- Aim of the task:
Rewrite the lines from the first one through the line with "[0,54,111,194]", requests included, with every bounding-box coordinate in the answers multiplied by 1.85 and rounded to a whole number, halves up. Leave the pictures out of your answer.
######
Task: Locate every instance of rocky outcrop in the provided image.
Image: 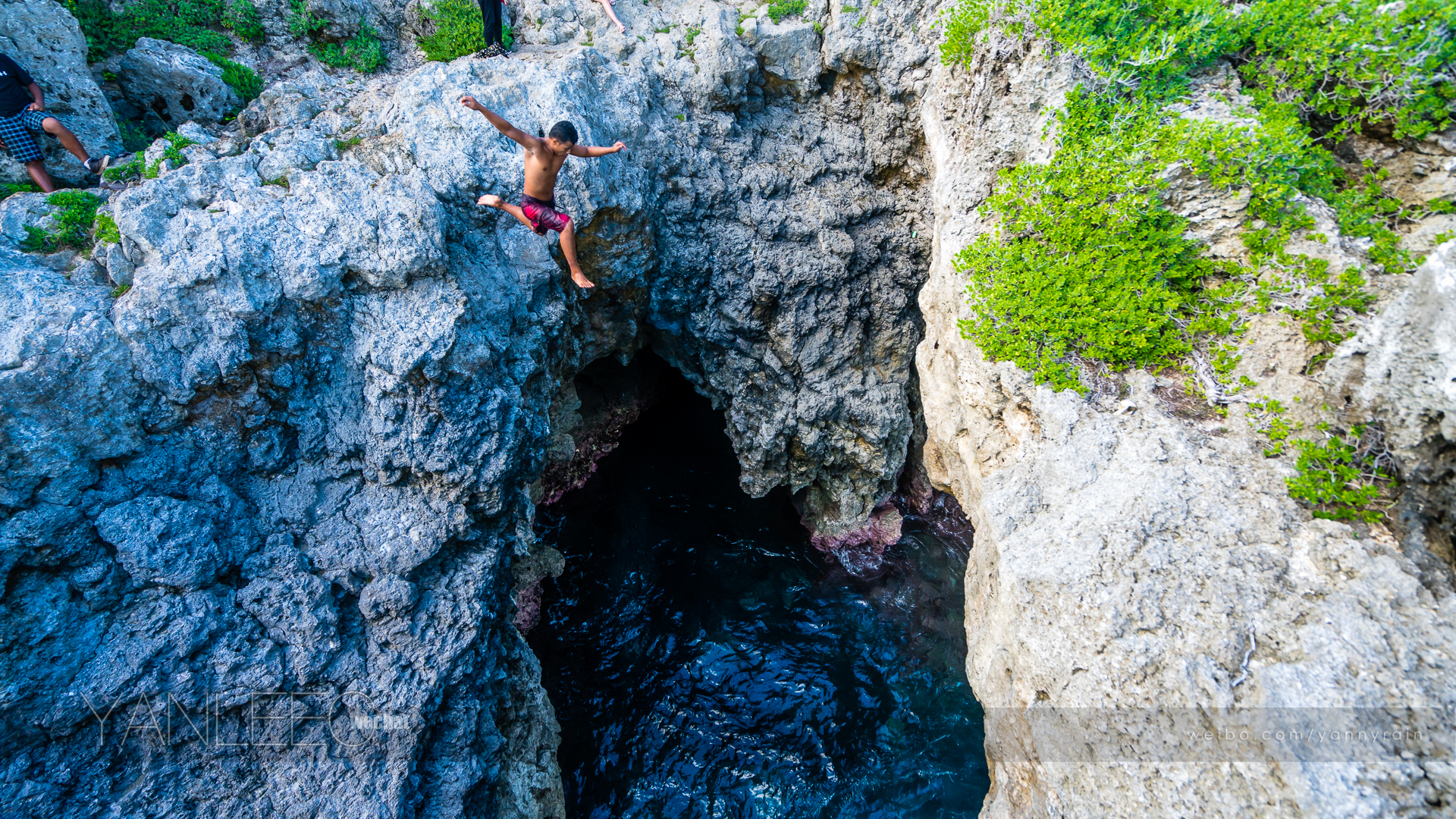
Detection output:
[118,36,243,130]
[0,3,929,817]
[918,35,1456,816]
[0,0,121,185]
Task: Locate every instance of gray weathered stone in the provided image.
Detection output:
[0,0,121,185]
[119,36,243,128]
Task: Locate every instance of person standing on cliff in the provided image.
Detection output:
[475,0,505,58]
[460,96,628,288]
[0,54,111,194]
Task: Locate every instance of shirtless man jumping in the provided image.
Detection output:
[460,96,626,287]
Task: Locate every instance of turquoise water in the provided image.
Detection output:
[527,362,990,819]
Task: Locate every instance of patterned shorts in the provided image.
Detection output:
[521,196,571,236]
[0,111,64,165]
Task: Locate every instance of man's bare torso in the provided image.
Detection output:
[526,143,571,202]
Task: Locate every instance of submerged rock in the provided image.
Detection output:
[0,0,121,185]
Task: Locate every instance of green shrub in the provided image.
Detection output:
[223,0,265,42]
[105,154,146,182]
[1284,424,1396,523]
[956,93,1228,391]
[309,24,384,73]
[940,0,1456,139]
[0,182,41,201]
[419,0,516,63]
[106,131,196,182]
[96,213,121,245]
[942,0,1451,389]
[764,0,804,24]
[70,0,236,63]
[288,0,329,38]
[20,191,102,253]
[204,54,264,105]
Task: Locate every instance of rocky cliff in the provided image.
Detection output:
[0,0,930,816]
[0,0,1456,817]
[916,36,1456,816]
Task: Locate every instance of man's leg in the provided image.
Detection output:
[25,158,55,194]
[39,117,90,163]
[560,218,595,287]
[475,194,536,232]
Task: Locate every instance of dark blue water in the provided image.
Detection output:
[529,362,990,819]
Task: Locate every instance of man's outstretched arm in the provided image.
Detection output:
[460,96,541,152]
[571,141,628,156]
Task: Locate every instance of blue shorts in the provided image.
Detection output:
[0,111,60,165]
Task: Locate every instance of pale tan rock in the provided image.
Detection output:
[918,39,1456,817]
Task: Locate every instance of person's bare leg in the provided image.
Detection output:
[475,194,536,231]
[597,0,628,33]
[41,117,90,165]
[25,158,55,194]
[560,220,595,288]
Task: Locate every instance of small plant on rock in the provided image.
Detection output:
[309,24,384,74]
[419,0,515,63]
[223,0,265,42]
[764,0,804,24]
[20,191,103,253]
[1284,424,1398,523]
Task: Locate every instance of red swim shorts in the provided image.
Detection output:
[521,196,571,236]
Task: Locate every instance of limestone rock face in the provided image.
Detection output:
[0,3,930,819]
[0,0,121,185]
[119,36,243,130]
[918,48,1456,817]
[758,17,823,83]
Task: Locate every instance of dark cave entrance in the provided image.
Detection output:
[527,353,990,819]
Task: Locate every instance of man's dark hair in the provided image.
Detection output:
[548,120,576,144]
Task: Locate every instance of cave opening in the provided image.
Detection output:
[527,353,990,819]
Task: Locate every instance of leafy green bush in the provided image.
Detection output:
[105,154,146,182]
[288,0,329,38]
[1284,424,1396,523]
[96,213,121,245]
[223,0,265,42]
[106,131,196,182]
[764,0,804,24]
[956,93,1220,391]
[309,24,384,73]
[70,0,234,63]
[0,182,41,201]
[940,0,1456,139]
[942,0,1453,389]
[204,54,264,105]
[419,0,514,63]
[20,191,102,253]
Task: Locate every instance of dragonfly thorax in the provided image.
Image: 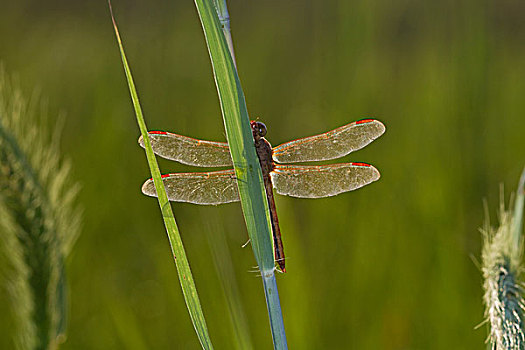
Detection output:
[250,121,266,141]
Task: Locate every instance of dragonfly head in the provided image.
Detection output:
[250,121,266,139]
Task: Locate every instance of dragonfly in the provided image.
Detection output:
[139,119,385,272]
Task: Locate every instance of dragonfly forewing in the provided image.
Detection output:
[139,131,232,167]
[273,119,385,163]
[270,163,380,198]
[142,169,239,205]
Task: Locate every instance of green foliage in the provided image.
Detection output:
[195,0,288,349]
[108,1,213,349]
[0,0,525,350]
[0,68,81,349]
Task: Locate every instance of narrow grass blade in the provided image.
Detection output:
[206,219,254,350]
[213,0,237,68]
[482,171,525,350]
[109,2,213,349]
[191,0,287,349]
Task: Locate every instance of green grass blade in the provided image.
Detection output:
[195,0,287,349]
[512,168,525,251]
[109,3,213,349]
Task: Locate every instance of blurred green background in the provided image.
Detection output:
[0,0,525,349]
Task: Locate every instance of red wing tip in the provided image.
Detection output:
[355,118,377,124]
[352,162,372,168]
######
- Complete response:
Task: Locate every instance of rocky outcrop in the provided image.
Image: 
Detection output:
[218,67,450,241]
[0,6,1719,1511]
[1698,65,2694,1510]
[0,0,224,342]
Task: Locate every instance of gray weathered stone in the provided image.
Detection output:
[0,0,224,342]
[220,67,450,237]
Task: Locate every instance of person standing on cliff in the provided image.
Detection output:
[879,0,934,107]
[851,178,1162,533]
[0,100,205,359]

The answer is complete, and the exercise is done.